** Opening TEXT EXCERPT block **
Fix: Add exponential backoff and check the X-RateLimit-Remaining response header before each request.
# Check your current rate limit status
gh api /rate_limit --jq '.rate | {limit, remaining, reset}'
# In scripts, sleep when remaining drops below a threshold
REMAINING=$(gh api /rate_limit --jq '.rate.remaining')
if [ "${REMAINING}" -lt 100 ]; then
RESET=$(gh api /rate_limit --jq '.rate.reset')
SLEEP=$((RESET - $(date +%s) + 5))
echo "Rate limit low. Sleeping ${SLEEP} seconds..."
sleep "${SLEEP}"
fi
Error: CODEOWNERS file exists but review is not being required on fork PRs
Cause: Branch protection rules with CODEOWNERS enforcement do not automatically apply to PRs from forks unless Require review from Code Owners is explicitly enabled under the branch protection rule, AND the workflow trigger is pull_request_target (not pull_request).
Fix: Confirm the protection rule is set via the API:
gh api /repos/{owner}/{repo}/branches/main/protection \
--jq '.required_pull_request_reviews.require_code_owner_reviews'
# Should return: true
If it returns false or null, re-apply the protection rule with the configuration from Step 2.
Error: Interaction limits not applying to existing collaborators or org members
Cause: GitHub's interaction limits apply to users who are not collaborators, contributors, or organization members. Accounts that have previously merged a PR or been explicitly added as collaborators bypass the limit regardless of when it was set.
Fix: For issues already under active spam attack, lock the issue entirely (gh api --method PUT /repos/{owner}/{repo}/issues/{issue_number}/lock -f lock_reason='spam') rather than relying on interaction limits. Interaction limits work best as a preventive measure before the spam wave hits.
| Symptom | Root Cause | Fix |
|---|---|---|
| 429 from GitHub API in Actions workflow | Rate limit exhausted by rapid contributor lookups | Add sleep between API calls; cache results in workflow artifacts |
| CODEOWNERS not triggering on fork PRs | pull_request trigger lacks write permissions | Switch to pull_request_target; never execute fork code in this context |
| Interaction limits ignored by some users | User is an existing collaborator or org member | Lock the issue directly via the Issues lock API |
| gh api DELETE returns 404 on comment | Comment already deleted, or wrong comment ID | Add || true to suppress error; validate IDs with a list call first |
FAQ
Q: Can I use the --author Git flag to permanently block a contributor from pushing?
** Closing TEXT EXCERPT block **
** Opening AVAILABLE DATA block **
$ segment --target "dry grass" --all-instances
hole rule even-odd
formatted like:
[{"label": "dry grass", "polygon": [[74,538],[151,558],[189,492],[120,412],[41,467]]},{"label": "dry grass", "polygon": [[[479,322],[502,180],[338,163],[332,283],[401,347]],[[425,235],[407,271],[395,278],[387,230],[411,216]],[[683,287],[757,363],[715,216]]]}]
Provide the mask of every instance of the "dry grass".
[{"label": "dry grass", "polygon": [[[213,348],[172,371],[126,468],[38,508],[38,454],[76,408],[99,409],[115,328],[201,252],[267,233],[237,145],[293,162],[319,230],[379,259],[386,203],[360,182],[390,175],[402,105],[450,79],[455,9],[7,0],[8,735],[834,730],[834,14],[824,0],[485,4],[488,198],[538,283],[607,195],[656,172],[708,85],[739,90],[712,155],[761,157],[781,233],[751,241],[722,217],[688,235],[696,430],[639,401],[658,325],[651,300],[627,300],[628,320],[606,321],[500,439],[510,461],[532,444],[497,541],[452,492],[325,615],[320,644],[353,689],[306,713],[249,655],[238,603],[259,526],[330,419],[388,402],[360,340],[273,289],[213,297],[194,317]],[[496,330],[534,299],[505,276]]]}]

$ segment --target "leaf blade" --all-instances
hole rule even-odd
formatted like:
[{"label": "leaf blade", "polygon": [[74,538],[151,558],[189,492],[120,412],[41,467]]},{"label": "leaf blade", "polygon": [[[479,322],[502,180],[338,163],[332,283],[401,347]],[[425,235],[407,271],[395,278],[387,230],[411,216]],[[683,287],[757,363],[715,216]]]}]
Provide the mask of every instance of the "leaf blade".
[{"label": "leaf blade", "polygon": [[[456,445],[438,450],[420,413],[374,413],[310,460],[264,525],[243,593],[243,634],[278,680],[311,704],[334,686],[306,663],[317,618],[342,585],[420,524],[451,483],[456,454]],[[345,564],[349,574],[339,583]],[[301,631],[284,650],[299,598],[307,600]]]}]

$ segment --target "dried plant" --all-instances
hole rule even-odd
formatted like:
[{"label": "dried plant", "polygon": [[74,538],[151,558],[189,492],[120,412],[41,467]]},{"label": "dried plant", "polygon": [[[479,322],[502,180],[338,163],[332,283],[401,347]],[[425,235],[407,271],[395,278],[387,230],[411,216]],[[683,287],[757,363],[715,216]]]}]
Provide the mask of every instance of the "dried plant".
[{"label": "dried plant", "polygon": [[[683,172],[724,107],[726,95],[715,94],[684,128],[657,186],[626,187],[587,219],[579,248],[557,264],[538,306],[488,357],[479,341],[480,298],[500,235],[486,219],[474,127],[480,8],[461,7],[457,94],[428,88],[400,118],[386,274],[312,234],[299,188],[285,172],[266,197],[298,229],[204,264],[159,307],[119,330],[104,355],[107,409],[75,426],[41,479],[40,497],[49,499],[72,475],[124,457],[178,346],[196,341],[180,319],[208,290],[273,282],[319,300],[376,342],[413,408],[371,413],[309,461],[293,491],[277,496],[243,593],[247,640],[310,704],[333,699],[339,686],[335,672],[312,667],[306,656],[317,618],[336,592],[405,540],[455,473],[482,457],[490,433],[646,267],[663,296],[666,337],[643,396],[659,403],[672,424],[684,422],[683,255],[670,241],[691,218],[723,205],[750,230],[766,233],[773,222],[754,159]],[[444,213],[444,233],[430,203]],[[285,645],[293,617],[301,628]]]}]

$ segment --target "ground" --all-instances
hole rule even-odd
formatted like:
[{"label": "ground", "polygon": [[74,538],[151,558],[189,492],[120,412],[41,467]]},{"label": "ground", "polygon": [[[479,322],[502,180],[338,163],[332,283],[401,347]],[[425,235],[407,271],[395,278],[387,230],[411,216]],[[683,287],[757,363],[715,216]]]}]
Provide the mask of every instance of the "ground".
** Closing AVAILABLE DATA block **
| WORK INSTRUCTION 1 |
How would you render this sentence from the GitHub troubleshooting text in Spanish: "Interaction limits work best as a preventive measure before the spam wave hits."
| WORK INSTRUCTION 2 |
In the GitHub troubleshooting text, which workflow trigger is needed for CODEOWNERS enforcement to apply to PRs from forks?
| WORK INSTRUCTION 3 |
Proceed with the GitHub troubleshooting text, starting after its final line.
The rows have nothing to do with the GitHub troubleshooting text.

| TASK RESPONSE 1 |
Los límites de interacción funcionan mejor como medida preventiva antes de que llegue la ola de spam.

| TASK RESPONSE 2 |
pull_request_target, not pull_request.

| TASK RESPONSE 3 |
git log --author is a read-only filter — it has no effect on what gets pushed to your repository. It only changes what you see in local log output. To actually prevent a user from pushing, you need to either block them at the GitHub account level (Settings → Block a user), remove their collaborator access, or use branch protection rules to restrict direct pushes. For fork-based PRs, blocking the GitHub account is the most reliable mechanism and prevents them from interacting with your repo entirely.
Q: Does GitHub have a native AI bot detection feature built in?
As of mid-2025, GitHub does not have a native AI-generated content detection system for pull requests or issue comments. GitHub has added Copilot-authored attribution to commits made via Copilot, but this is opt-in metadata, not enforcement. The GitHub Community forum has active discussions on this gap. For coordinated spam, your best current options are the workflow-based heuristics in this guide, combined with manual review. Watch the GitHub Changelog for updates — this is a known pain point the platform team is aware of.
Q: How do I report a coordinated spam campaign to GitHub Trust & Safety?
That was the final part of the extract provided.